[start TEXT BLOCK]

I moved to New York twenty years ago this month. It never occurred to me as a young man that I would someday live here, and I'm still capable of being taken aback by the improbable fact that I do. Just the other day I was riding across the Brooklyn Bridge in a cab, and as I glanced out the window at the skyline of lower Manhattan, the city suddenly looked strange to me, as if I'd never seen it before. Perhaps you can never feel completely at home in a city to which you move at the ripe old age of twenty-nine.

I celebrated my twentieth anniversary as a New Yorker by slipping out of town for a few days--an appropriate gesture, I think, since Manhattan, for all its myriad wonders, has a way of getting on your nerves after a couple of months' worth of continuous exposure. As I sat on a park bench by the Hudson River, basking in the sunshine and idly turning the pages of Du ct de chez Swann, I caught myself thinking about how different the world was when I came to New York. Among other things:

- The World Trade Center was still standing.

- So was the Berlin Wall.

- I was using the first VCR I'd ever owned.

- I hadn't bought my first CD player or fax machine.

- I had yet to use a personal computer, much less buy one.

- Cell phones didn't exist.

- None of my books was written. (For that matter, none of the pieces collected in the Teachout Reader was written.)

- I'd never seen a ballet by George Balanchine (not counting The Nutcracker) or a painting by Pierre Bonnard.

- Our Girl in Chicago was still in high school--and three of the people whom I now number among my closest friends weren't yet old enough to go to grade school.

Since then, my life has undergone countless other changes, a few of them fairly dramatic. I buried a parent and a best friend. I became a drama critic, and acquired a niece. I was investigated by the FBI, voted on by the Senate, and sworn in by a Supreme Court justice. I started a blog. And I began to think of myself as a New Yorker, which some might say was the biggest change of all.

What surprises me most, though, is that I don't spend all that much time thinking about such things. Some, yes--I'm as susceptible to unexpected attacks of acute nostalgia as any other middle-aged guy--but for the most part I tend to be preoccupied with the next piece I have to file and the next show I have to see. What I wrote about Balanchine a year ago is in many ways true of me as well:

Of all his oft-repeated refrains, the most familiar was Do it now! "Why are you stingy with yourselves?" he would ask his dancers. "Why are you holding back? What are you saving for--for another time? There are no other times. There is only now. Right now." His ruthlessly practical approach to running a dance company was rooted in the hard-won knowledge that his next breath might be his last. He worked within the means available at the moment, using them to the fullest, never wasting time longing for better dancers or a bigger budget: "A dog is going to remain a dog, even if you want to have a cat; you're not going to have a cat, so you better take care of the dog because that's what you're going to have." He ran his private life along the same lines: when he had money, he spent it lavishly, on himself and others, and when he didn't, he lived frugally. "You know," he said, "I am really a dead man. I was supposed to die and I didn't, and so now everything I do is second chance. That is why I enjoy every day. I don't look back. I don't look forward. Only now." This dance, this meal, this woman: that was his world.

[end TEXT BLOCK]

EXERCISE
Rewrite the passage of the New York text from "- I had yet" to "to grade school.", renaming "grade school" as "elementary school".

[start GIVEN RECORDS]

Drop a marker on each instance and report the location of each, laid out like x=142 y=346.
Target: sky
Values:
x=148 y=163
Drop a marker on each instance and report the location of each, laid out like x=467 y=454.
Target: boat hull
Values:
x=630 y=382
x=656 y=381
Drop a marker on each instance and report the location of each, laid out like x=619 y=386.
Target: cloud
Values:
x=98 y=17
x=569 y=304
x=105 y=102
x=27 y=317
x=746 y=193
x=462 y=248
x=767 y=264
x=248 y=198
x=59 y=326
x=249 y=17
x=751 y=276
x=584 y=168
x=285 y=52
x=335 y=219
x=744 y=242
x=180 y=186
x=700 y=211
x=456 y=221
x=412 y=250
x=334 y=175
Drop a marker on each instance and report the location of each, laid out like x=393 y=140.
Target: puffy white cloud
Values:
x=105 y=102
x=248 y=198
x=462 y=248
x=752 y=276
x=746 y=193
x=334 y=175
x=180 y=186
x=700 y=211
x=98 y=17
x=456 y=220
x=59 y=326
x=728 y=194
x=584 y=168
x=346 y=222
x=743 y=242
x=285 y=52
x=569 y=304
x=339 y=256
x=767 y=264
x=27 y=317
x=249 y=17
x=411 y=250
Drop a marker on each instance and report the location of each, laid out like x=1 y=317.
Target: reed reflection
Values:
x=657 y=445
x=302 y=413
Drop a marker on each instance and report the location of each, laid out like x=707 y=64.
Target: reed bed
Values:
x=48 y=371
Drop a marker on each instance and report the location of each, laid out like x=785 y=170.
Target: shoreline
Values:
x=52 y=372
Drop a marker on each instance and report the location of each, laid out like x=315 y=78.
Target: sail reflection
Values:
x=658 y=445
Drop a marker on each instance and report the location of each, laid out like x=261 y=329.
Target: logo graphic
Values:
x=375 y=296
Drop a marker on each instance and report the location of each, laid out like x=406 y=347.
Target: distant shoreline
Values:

[end GIVEN RECORDS]

EXPECTED ANSWER
- I had yet to use a personal computer, much less buy one.

- Cell phones didn't exist.

- None of my books was written. (For that matter, none of the pieces collected in the Teachout Reader was written.)

- I'd never seen a ballet by George Balanchine (not counting The Nutcracker) or a painting by Pierre Bonnard.

- Our Girl in Chicago was still in high school--and three of the people whom I now number among my closest friends weren't yet old enough to go to elementary school.